[原文]
══════

分析上面代码可知,Gateway Server创建的任意对象都会携带由服务端生成的唯一的对象id,服务端会将生成的所有对象装在一个Map结构里。当Python客户端需要操纵远程对象时,会将对象id和操纵指令以及参数一起传递到服务端,服务端根据对象id找到对应的对象,然后使用反射方法执行指令。

通过 PySpark源码分析之AM端运行流程(Driver) 我们知道,Spark启动Py4j服务端的类是 org.apache.spark.deploy.PythonRunner ,我们看服务端的源码启动流程如下图:
在这里插入图片描述
如上图,在PythonRunner中初始化gatewayServer后启动一个守护线程用于启动服务,在守护线程中先创建一个sSocket监听端口(传入的端口号为0,则系统会选择一个空闲端口进行监听),选择的端口会传递给Python进程来连接此gatewayServer,然后再新开启一个线程循环接受socket消息,此时服务端就启动完成了。当服务端监听到有socket连接来到时候,通过processSocket(socket)分发处理连接消息,流程如下:
在这里插入图片描述
从上图可以看出,processSocket()函数使用锁保证线程安全,分别对每个socket连接都创建GatewayConnection,在构造函数中重点关注从socket初始化了reader流和writer流,然后在GatewayConnection.startConnection()开辟一个线程处理消息,这样针对每个socket开辟一个线程的方式能够保证了processSocket()线程的并发性。在消息处理过程会根据消息指令选择不同的命令类处理消息,而commands(命令类Map)的构建同样是在创建GatewayConnection时候完成的,如下图:
在这里插入图片描述
我们继续看线程中具体的消息处理过程:
在这里插入图片描述
如上图,在线程中会按行读取指令,根据指令选择对应的命令类进行后续处理(上图右侧是调用ConstructorCommand实例化类的示例),结果返回是在命令类中通过write函数以socket方式返回给Python客户端。

Python客户端

PySpark中Py4j客户端的初始化是在SparkContext构造函数中完成的,初始化流程如下图:
在这里插入图片描述
如上图可知,最终初始化关键代码在_launch_gateway()函数,获取gateway_port端口(运行在Yarn集群上是PythonRunner启动Py4j服务端后把写入到启动Python进程的环境变量中;如果直接本地启动PySpark则会调用命令拉起一个JVM启动Py4j服务端后获得端口),创建JavaGateway网关,然后调用java_import()函数把spark提供的api的package导入,最后赋值给SparkContext的_gateway变量(JavaGateway对象)和_jvm变量(JVMView对象),在PySpark中对JVM的调用实质都是通过_jvm变量来进行的,至此就完成了Py4j客户端的初始化。我们下面先看下如何使用_jvm创建SparkContext对象,如下:

    def _do_init(self, master, appName, sparkHome, pyFiles, environment, batchSize, serializer,
                 conf, jsc, profiler_cls):
        ...
        # Create the Java SparkContext through Py4J
        self._jsc = jsc or self._initialize_context(self._conf._jconf)
        # Reset the SparkConf to the one actually used by the SparkContext in JVM.
        self._conf = SparkConf(_jconf=self._jsc.sc().conf())
        ...
     def _initialize_context(self, jconf):
        """
        Initialize SparkContext in function to allow subclass specific initialization
        """
        return self._jvm.JavaSparkContext(jconf)   

上面介绍完了PySpark中Py4j客户端的初始化,下面我们看下客户端调用流程(由于下图已很清晰,不再分析源码,大家可以参照查阅源码):
在这里插入图片描述
说明:

  • 1、Python客户端的源码相对集中,以上流程分析 py4j/java_gateway.py 即可得出。

══════

[你的任务]
1) 判断下列三个说法是否符合原文,每项回答“是”或“否”,并原样引用原文中起决定作用的语句:(a) 服务端生成的所有对象都装在一个Map结构里;(b) processSocket()让所有socket连接共用同一个GatewayConnection;(c) PySpark中Py4j客户端的初始化在SparkContext构造函数中完成。
2) 用两句话概括原文。
3) 接着这篇讲PySpark中Py4j调用流程的原文,从最后一句之后续写下去。
这些记录与上面的原文没有关系。

══════

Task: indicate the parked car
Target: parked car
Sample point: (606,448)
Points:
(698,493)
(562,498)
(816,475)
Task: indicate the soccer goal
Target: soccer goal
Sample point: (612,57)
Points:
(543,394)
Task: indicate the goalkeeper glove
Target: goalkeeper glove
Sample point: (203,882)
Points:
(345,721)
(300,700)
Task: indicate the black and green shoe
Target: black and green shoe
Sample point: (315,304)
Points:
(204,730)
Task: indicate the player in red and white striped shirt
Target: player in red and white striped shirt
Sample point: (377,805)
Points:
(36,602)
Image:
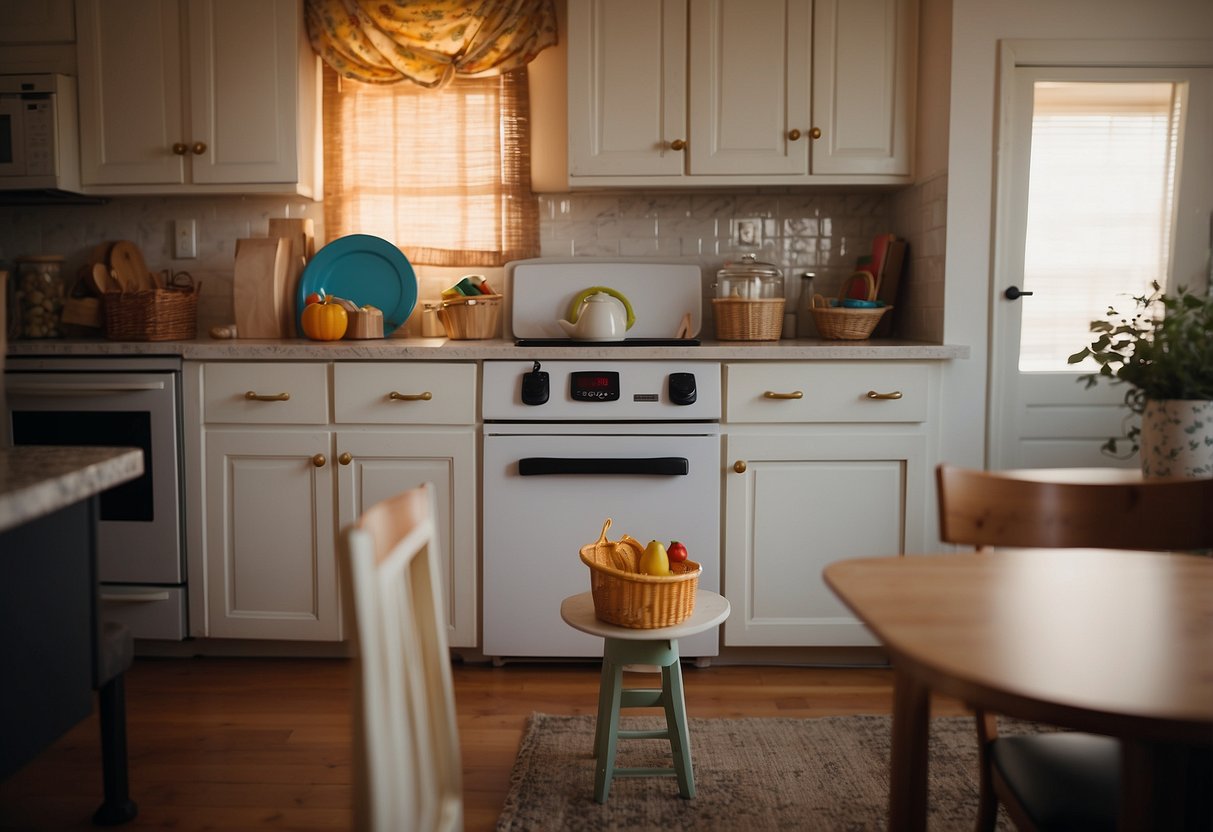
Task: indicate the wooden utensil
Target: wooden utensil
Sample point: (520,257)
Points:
(129,267)
(101,280)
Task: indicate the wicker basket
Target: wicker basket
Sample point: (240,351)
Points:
(471,318)
(637,600)
(749,319)
(157,314)
(836,322)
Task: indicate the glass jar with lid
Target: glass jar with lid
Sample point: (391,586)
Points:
(39,295)
(750,278)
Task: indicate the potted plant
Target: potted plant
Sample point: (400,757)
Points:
(1163,351)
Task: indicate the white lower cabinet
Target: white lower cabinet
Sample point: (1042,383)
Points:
(282,479)
(824,461)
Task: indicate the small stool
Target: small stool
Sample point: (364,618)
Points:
(659,647)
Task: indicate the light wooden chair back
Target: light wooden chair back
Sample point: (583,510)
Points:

══════

[参考答案]
1)
(a) 是。“服务端会将生成的所有对象装在一个Map结构里”
(b) 否。“分别对每个socket连接都创建GatewayConnection”
(c) 是。“PySpark中Py4j客户端的初始化是在SparkContext构造函数中完成的”

2) Spark通过PythonRunner启动Py4j服务端gatewayServer,服务端监听端口,为每个socket连接创建GatewayConnection并开辟线程按行读取指令,再根据对象id找到对应对象,用反射执行指令,结果以socket方式返回给Python客户端。在客户端一侧,PySpark在SparkContext构造函数中通过_launch_gateway()获取端口、创建JavaGateway并导入spark提供的api的package,此后对JVM的调用实质都通过_jvm变量进行。

3)
  • 2、JavaObject是JVM中实例化的对象在Python中的影子(其target_id变量是JVM实例化后对象对象的Key值)。
  • 3、JavaMember是对JavaObject中成员的封装,目前JavaMember只支持函数,不支持变量值(字段)。调用类变量值需创建JavaGateway时候设置gateway = JavaGateway(auto_field=True)(启用后JavaObject.__getattr__()函数会优先调用字段,可能会隐藏同名的类方法),PySpark默认未启用,因此PySpark不支持反射调用类变量。
  • 4、Python通过调用__getattr____call__来实现对Java对象创建、属性访问和方法调用。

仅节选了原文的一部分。